● **Página**:
------------------------------------

Inmediatamente después del Martes Negro, Hoover trató de tranquilizar a los estadounidenses de que todo estaba bien. Leyendo sus palabras después de los hechos, es fácil encontrar fallos. En 1929 dijo: «Cualquier falta de confianza en el futuro económico o en la fortaleza de los negocios en Estados Unidos es una tontería». En 1930, declaró: «Lo peor ya ha pasado». En 1931, prometió ayuda federal si alguna vez veía que el país se moría de hambre; pero hasta esa fecha, todavía no había visto esa necesidad en Estados Unidos, a pesar de la evidencia muy real de que los niños y los ancianos se estaban muriendo de hambre. Sin embargo, Hoover no era intencionadamente ciego ni insolidario. Simplemente se aferró a un sistema de creencias que no cambió a medida que la realidad de la Gran Depresión se imponía.
Hoover creía firmemente en el ethos del individualismo estadounidense: que el trabajo duro traía sus propias recompensas. La historia de su vida da testimonio de esa creencia. Hoover nació en la pobreza, se abrió camino en la Universidad de Stanford y acabó haciendo fortuna como ingeniero. Esta experiencia, así como sus extensos viajes por China y Europa, le llevaron a su convicción fundamental de que la existencia misma de la civilización americana dependía de la fibra moral de sus ciudadanos, demostrada por su capacidad para superar todas las dificultades mediante el esfuerzo y la determinación individuales. La idea de que el gobierno diera limosna a los estadounidenses le resultaba repugnante. Mientras que los europeos podían necesitar ayuda, como su trabajo de ayuda contra el hambre en Bélgica durante y después de la Primera Guerra Mundial, él creía que el carácter estadounidense era diferente. En un discurso radiofónico de 1931, dijo: «La expansión del gobierno destruye la iniciativa y, por lo tanto, destruye el carácter»

------------------------------------

● **Información proporcionada**:
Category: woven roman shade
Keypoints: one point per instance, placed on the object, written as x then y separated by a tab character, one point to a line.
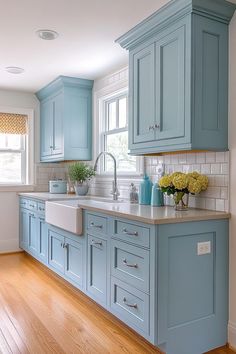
11	123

------------------------------------

● **Problema planteado A**:
Según el texto sobre Hoover, ¿en qué universidad se abrió camino Hoover?
● **Problema planteado B**:
Devuelve del texto sobre Hoover el fragmento literal que comienza en las palabras que contienen "Inmediatamente después del" y se detiene después de "Depresión se imponía.".
Este material procede de otra fuente.

● **Solución desarrollada A**:
En la Universidad de Stanford.

● **Solución desarrollada B**:
Inmediatamente después del Martes Negro, Hoover trató de tranquilizar a los estadounidenses de que todo estaba bien. Leyendo sus palabras después de los hechos, es fácil encontrar fallos. En 1929 dijo: «Cualquier falta de confianza en el futuro económico o en la fortaleza de los negocios en Estados Unidos es una tontería». En 1930, declaró: «Lo peor ya ha pasado». En 1931, prometió ayuda federal si alguna vez veía que el país se moría de hambre; pero hasta esa fecha, todavía no había visto esa necesidad en Estados Unidos, a pesar de la evidencia muy real de que los niños y los ancianos se estaban muriendo de hambre. Sin embargo, Hoover no era intencionadamente ciego ni insolidario. Simplemente se aferró a un sistema de creencias que no cambió a medida que la realidad de la Gran Depresión se imponía.